PROBLEM DESCRIPTION: Update the data below by replacing "ornamental lamp post" with "decorative street lamp" wherever it occurs, keeping every other line the same.

===============

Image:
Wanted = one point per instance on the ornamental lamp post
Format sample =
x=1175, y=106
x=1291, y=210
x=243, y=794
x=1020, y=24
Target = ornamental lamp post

===============

WORKED SOLUTION:
Image:
Wanted = one point per instance on the decorative street lamp
Format sample =
x=1175, y=106
x=1291, y=210
x=243, y=794
x=1020, y=24
Target = decorative street lamp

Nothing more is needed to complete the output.